Exercise: Please update the listing by replacing "drop a point" with "place a marker" and changing nothing else, starting at the line that contains "small green leaf in this photo." and ending with the last line of the listing. Return only those lines, without the pictures.

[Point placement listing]

+ + + +

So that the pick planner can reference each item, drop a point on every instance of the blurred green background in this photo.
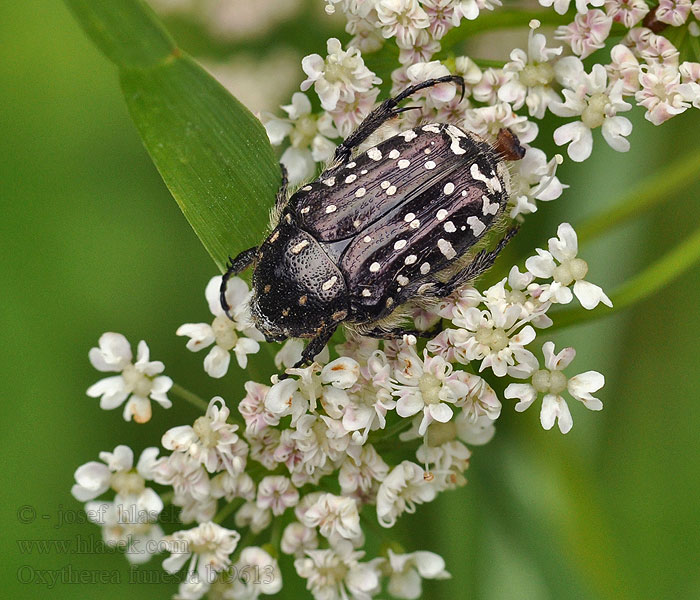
(93, 242)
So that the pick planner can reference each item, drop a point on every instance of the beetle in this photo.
(377, 229)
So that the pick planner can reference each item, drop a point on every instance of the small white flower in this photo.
(570, 269)
(209, 546)
(401, 19)
(129, 522)
(210, 440)
(223, 332)
(276, 493)
(407, 570)
(116, 471)
(336, 573)
(531, 75)
(138, 381)
(587, 33)
(401, 490)
(335, 516)
(339, 76)
(298, 538)
(590, 97)
(551, 382)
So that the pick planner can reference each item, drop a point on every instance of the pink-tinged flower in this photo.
(419, 72)
(339, 76)
(662, 93)
(407, 570)
(348, 115)
(627, 12)
(530, 75)
(137, 383)
(277, 493)
(441, 14)
(587, 33)
(208, 549)
(552, 382)
(624, 67)
(489, 120)
(422, 50)
(571, 269)
(651, 48)
(402, 19)
(225, 334)
(211, 440)
(561, 6)
(402, 489)
(673, 12)
(589, 96)
(253, 410)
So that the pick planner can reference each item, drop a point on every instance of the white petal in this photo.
(217, 361)
(590, 295)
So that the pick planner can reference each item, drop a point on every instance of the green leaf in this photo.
(212, 153)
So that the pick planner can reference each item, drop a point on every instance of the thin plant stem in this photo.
(190, 397)
(651, 191)
(657, 275)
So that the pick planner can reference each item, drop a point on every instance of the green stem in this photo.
(652, 279)
(650, 192)
(190, 397)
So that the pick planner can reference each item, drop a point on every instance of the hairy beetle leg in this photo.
(234, 267)
(385, 111)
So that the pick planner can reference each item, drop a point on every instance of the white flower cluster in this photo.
(305, 461)
(310, 454)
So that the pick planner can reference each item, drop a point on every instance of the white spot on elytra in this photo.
(300, 246)
(493, 184)
(327, 285)
(374, 154)
(476, 225)
(446, 248)
(489, 208)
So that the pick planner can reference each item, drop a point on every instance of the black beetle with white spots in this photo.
(378, 229)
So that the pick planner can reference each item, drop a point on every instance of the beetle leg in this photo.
(385, 111)
(482, 262)
(234, 267)
(315, 346)
(398, 332)
(282, 191)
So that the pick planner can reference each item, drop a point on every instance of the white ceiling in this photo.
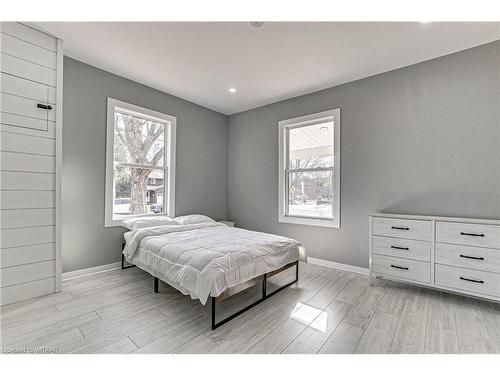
(199, 61)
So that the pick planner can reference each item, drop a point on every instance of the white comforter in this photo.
(205, 259)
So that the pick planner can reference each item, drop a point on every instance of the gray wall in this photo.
(424, 139)
(200, 165)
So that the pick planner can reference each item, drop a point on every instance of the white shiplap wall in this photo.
(30, 144)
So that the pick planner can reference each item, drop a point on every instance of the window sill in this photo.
(109, 223)
(309, 221)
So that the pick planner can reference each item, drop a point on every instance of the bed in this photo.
(209, 260)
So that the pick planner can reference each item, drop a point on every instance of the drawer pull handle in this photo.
(471, 234)
(399, 267)
(400, 248)
(43, 106)
(472, 280)
(469, 257)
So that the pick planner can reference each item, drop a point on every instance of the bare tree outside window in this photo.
(139, 150)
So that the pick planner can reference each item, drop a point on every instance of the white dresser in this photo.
(455, 254)
(30, 160)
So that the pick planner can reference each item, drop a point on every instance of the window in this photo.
(140, 162)
(309, 169)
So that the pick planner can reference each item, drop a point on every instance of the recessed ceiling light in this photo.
(256, 25)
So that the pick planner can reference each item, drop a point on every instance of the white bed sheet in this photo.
(205, 259)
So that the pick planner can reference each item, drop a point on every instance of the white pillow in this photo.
(193, 219)
(147, 221)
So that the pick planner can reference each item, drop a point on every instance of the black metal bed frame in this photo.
(264, 297)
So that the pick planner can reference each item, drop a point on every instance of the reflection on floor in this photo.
(328, 311)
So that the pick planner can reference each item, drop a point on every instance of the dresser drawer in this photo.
(468, 234)
(402, 248)
(412, 229)
(468, 280)
(411, 270)
(477, 258)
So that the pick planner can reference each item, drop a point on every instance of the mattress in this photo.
(204, 259)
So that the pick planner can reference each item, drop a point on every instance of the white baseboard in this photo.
(339, 266)
(91, 271)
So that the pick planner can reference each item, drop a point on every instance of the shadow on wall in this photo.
(475, 204)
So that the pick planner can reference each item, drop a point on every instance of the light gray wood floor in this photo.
(328, 311)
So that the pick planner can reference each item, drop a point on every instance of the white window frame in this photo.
(169, 158)
(283, 126)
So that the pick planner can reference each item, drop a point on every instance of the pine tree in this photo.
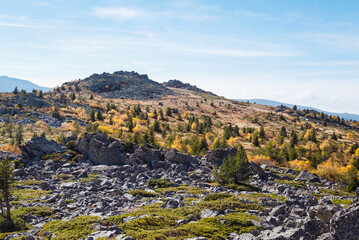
(6, 180)
(16, 91)
(234, 170)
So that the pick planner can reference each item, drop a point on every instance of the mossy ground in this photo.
(155, 222)
(73, 229)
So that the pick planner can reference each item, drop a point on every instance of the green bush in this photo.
(74, 229)
(234, 169)
(143, 193)
(217, 196)
(160, 183)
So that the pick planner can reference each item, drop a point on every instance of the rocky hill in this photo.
(8, 84)
(127, 191)
(178, 84)
(91, 165)
(124, 85)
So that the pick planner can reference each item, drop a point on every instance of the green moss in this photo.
(296, 184)
(243, 187)
(334, 192)
(73, 229)
(28, 182)
(29, 194)
(159, 183)
(342, 201)
(217, 196)
(36, 211)
(182, 187)
(89, 178)
(256, 196)
(143, 193)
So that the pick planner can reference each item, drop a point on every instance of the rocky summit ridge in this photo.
(124, 85)
(110, 181)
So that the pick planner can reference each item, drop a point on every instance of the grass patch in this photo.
(28, 182)
(216, 196)
(256, 196)
(342, 201)
(243, 187)
(158, 223)
(182, 187)
(29, 194)
(159, 183)
(89, 178)
(143, 193)
(296, 184)
(74, 229)
(36, 211)
(335, 192)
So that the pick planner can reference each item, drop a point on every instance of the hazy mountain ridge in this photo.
(346, 116)
(8, 84)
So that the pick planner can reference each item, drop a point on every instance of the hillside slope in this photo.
(8, 84)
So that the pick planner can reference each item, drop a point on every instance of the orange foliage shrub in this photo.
(299, 165)
(10, 148)
(331, 170)
(261, 159)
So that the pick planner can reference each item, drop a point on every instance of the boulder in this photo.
(256, 169)
(307, 176)
(145, 155)
(175, 157)
(101, 150)
(216, 156)
(345, 223)
(38, 147)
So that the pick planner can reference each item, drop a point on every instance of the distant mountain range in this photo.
(346, 116)
(8, 84)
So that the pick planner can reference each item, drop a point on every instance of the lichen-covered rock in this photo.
(101, 150)
(345, 223)
(38, 147)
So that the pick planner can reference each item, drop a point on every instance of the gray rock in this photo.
(101, 150)
(38, 147)
(216, 156)
(345, 223)
(307, 176)
(208, 213)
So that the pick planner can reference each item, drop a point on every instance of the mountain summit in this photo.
(7, 84)
(124, 85)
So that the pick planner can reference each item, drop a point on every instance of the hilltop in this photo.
(96, 160)
(7, 84)
(124, 85)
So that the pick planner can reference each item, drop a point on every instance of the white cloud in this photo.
(120, 13)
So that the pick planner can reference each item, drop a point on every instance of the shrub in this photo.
(159, 183)
(143, 193)
(73, 229)
(217, 196)
(234, 169)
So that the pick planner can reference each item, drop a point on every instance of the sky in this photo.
(294, 51)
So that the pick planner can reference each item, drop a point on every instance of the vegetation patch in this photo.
(143, 193)
(216, 196)
(159, 183)
(296, 184)
(73, 229)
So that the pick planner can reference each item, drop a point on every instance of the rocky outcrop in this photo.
(345, 223)
(125, 85)
(38, 147)
(174, 156)
(216, 156)
(101, 150)
(178, 84)
(307, 176)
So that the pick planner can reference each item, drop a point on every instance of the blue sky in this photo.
(302, 52)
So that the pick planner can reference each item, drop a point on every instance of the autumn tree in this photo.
(6, 180)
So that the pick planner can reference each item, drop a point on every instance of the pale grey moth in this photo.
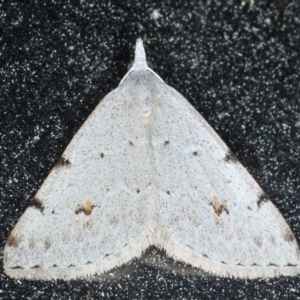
(146, 169)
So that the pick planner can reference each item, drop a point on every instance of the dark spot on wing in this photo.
(288, 235)
(62, 162)
(13, 241)
(87, 208)
(48, 243)
(230, 157)
(218, 206)
(257, 241)
(35, 267)
(273, 265)
(37, 204)
(262, 198)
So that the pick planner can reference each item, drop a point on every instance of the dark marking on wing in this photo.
(288, 236)
(48, 244)
(218, 206)
(230, 157)
(272, 265)
(87, 208)
(257, 241)
(37, 204)
(262, 198)
(35, 267)
(13, 241)
(62, 162)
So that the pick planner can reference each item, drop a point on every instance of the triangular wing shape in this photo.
(146, 169)
(212, 213)
(92, 212)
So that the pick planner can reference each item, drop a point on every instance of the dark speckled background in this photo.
(237, 62)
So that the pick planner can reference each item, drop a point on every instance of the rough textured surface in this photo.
(238, 64)
(105, 210)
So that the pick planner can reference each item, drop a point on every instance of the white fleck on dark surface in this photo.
(238, 64)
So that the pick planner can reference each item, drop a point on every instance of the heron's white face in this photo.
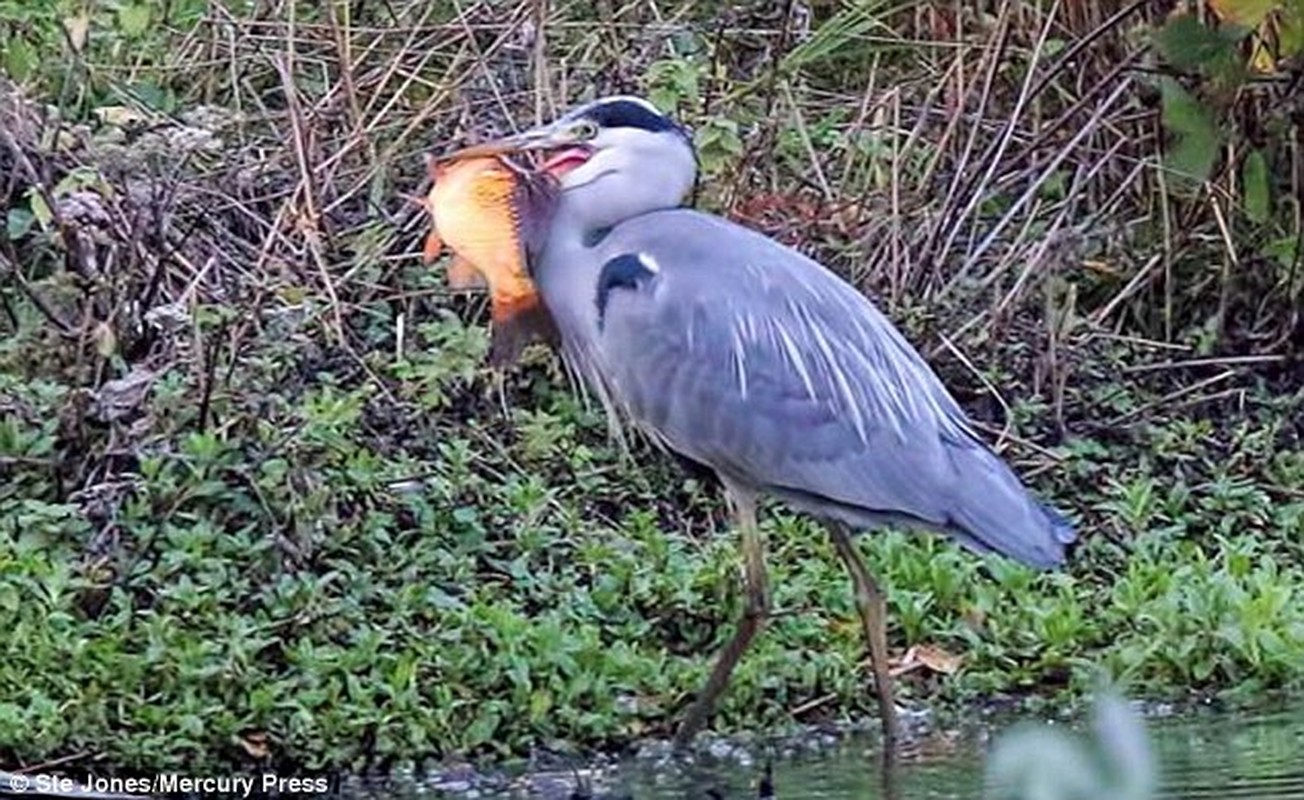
(620, 163)
(616, 158)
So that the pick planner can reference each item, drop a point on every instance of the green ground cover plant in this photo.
(262, 501)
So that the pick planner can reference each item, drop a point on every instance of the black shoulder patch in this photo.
(626, 270)
(629, 114)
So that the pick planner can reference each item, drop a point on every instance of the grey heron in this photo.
(759, 363)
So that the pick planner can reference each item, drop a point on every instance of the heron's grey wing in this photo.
(758, 362)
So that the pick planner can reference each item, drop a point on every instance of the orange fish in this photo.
(493, 215)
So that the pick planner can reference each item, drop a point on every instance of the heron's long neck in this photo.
(567, 273)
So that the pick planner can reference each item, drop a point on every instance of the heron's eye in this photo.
(584, 131)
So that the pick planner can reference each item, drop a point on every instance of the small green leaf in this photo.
(39, 209)
(1189, 45)
(1193, 148)
(1253, 176)
(18, 223)
(20, 59)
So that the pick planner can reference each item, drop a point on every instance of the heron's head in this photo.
(614, 158)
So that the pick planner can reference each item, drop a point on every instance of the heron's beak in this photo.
(547, 137)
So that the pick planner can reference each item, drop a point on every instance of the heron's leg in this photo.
(753, 617)
(873, 610)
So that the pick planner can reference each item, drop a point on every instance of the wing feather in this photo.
(750, 358)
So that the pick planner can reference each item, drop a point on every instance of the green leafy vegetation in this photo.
(261, 500)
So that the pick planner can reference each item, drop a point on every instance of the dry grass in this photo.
(990, 175)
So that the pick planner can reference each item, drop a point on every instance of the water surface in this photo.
(1199, 754)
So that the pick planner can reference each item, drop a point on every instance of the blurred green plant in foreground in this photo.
(1041, 762)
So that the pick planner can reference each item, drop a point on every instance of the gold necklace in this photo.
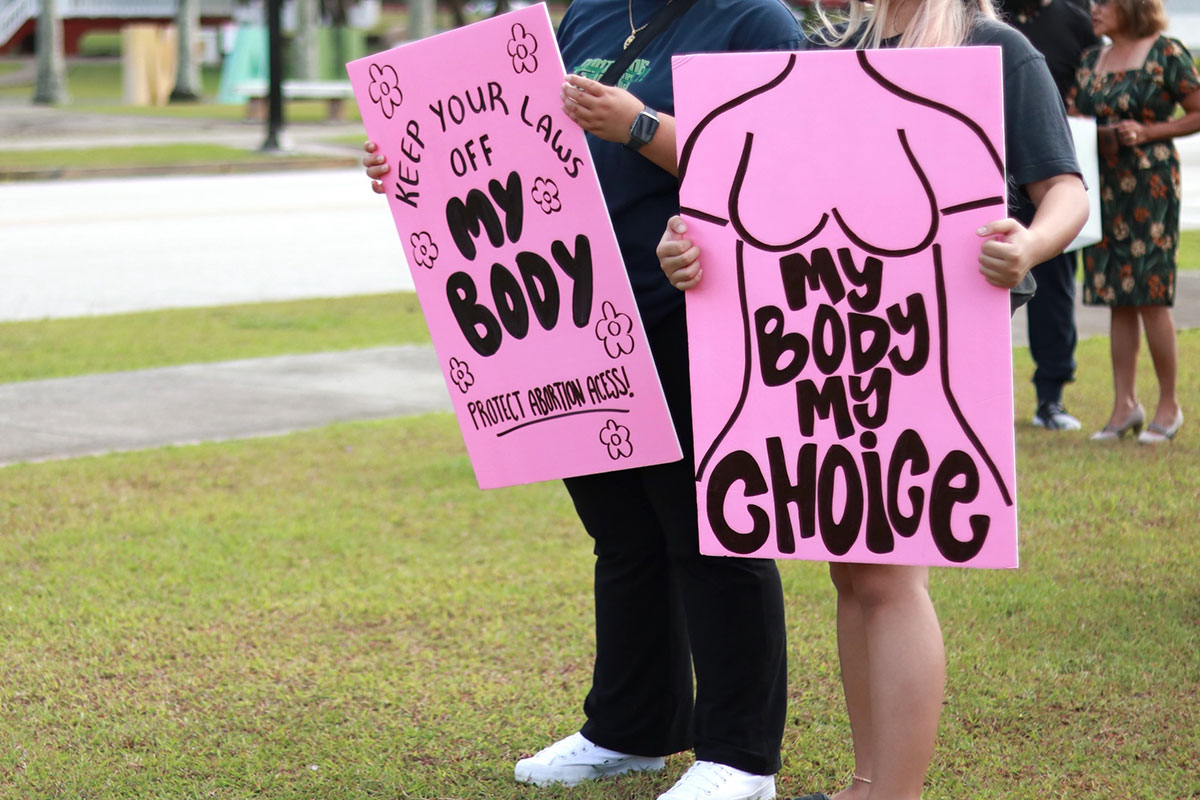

+ + + +

The response:
So that the pick planner can reference each item, place a marker on every instance of the small green leaf in this photo.
(39, 209)
(1189, 45)
(1193, 148)
(1253, 176)
(18, 223)
(20, 59)
So that the pick planner can reference each item, place a marker on every instance of the heron's head in this photo.
(614, 158)
So that the pick planner can reference each item, place a marker on every instance of the heron's beak in this photo.
(547, 137)
So that the pick planner can reference each item, place a marker on every instance of the heron's leg in this photo.
(753, 617)
(873, 610)
So that the pick planner can reference each item, place a marker on every instance of the wing feather in this photo.
(750, 358)
So that the pick planner can reference each item, place a marker on every instance of the green leafy vegetation in this photo.
(261, 500)
So that the pick planner can reference each item, place a marker on every instance of the dry grass in this photo.
(990, 175)
So that the pick planner can reference each item, place a marker on every instance of the water surface in this photo.
(1199, 754)
So that the pick planner can reference each item, place a marker on every instance of the blurred green plant in foreground in this photo.
(1041, 762)
So that the pick planner can reference each item, place a marker on every instance of the gold necklace in this photo.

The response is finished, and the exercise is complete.